PROMPT -
Write out exactly the lines from the one containing "Target: glossy varnished surface" through the last line of the records below, both included, and leave out any pictures.

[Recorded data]
# # #
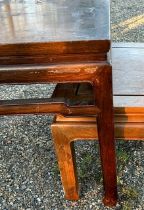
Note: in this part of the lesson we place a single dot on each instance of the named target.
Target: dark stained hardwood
(53, 31)
(128, 114)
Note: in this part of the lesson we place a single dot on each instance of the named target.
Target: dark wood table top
(53, 21)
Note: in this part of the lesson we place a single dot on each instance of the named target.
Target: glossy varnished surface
(53, 20)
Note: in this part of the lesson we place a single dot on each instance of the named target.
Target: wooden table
(66, 42)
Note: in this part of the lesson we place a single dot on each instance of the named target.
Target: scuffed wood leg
(66, 160)
(103, 96)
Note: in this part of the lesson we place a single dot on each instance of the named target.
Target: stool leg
(66, 161)
(103, 94)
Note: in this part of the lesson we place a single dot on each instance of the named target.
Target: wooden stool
(62, 42)
(129, 112)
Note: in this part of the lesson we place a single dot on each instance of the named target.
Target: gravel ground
(29, 176)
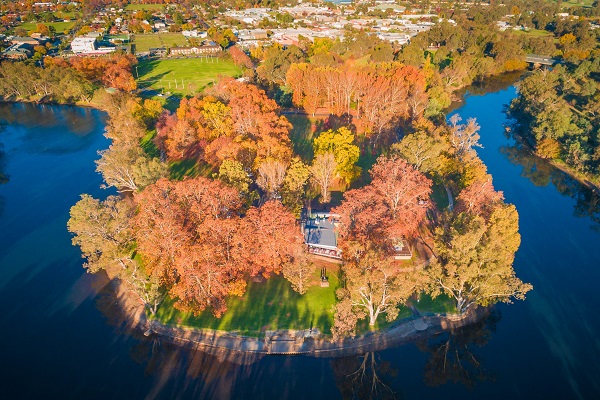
# # #
ANSWER AREA -
Target: glossy varnished surface
(53, 20)
Note: in this part of the lesson we place a single dot on each instance of the named target.
Target: wooden table
(66, 42)
Note: in this part of the lesson we place a single dot on each instance of the named target.
Target: scuffed wood leg
(66, 160)
(103, 96)
Note: in this part of the lesson we place a single dot on each instance of the named target.
Target: stool leg
(66, 161)
(103, 94)
Note: in this part of the lesson we place a single dot on each instance of the named target.
Target: wooden stool
(62, 42)
(129, 112)
Note: in this part of the lesson we place a single dot on each instance of the named target.
Target: gravel ground
(29, 176)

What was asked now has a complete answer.